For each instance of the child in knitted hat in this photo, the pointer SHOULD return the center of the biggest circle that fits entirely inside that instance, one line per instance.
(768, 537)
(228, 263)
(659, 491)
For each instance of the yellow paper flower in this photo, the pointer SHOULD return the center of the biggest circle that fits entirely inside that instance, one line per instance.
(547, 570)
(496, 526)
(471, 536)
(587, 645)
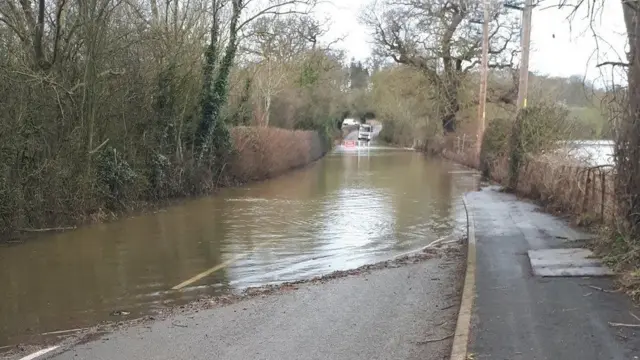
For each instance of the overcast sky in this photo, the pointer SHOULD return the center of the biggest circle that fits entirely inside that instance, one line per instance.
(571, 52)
-=-=-
## PROMPT
Reproduce every row above word for word, omitting the picture.

## ANSWER TO THIS EXERCISE
For each instance of the child in knitted hat in this photo, the pointer SHOULD return the center of the biggest circle that fits entirely inside that instance, one line per instance.
(768, 537)
(228, 263)
(659, 491)
For each instance of the yellow paper flower in this photo, the pointer SHOULD return the center of the biggest circle that fits entirely inside that instance, one line per instance.
(547, 570)
(496, 526)
(471, 536)
(587, 645)
For each instance of the overcast sky in this photo, the pointer SHOULD return the center of the biggest circle that fits entirely inside that instance, one line per instance.
(571, 52)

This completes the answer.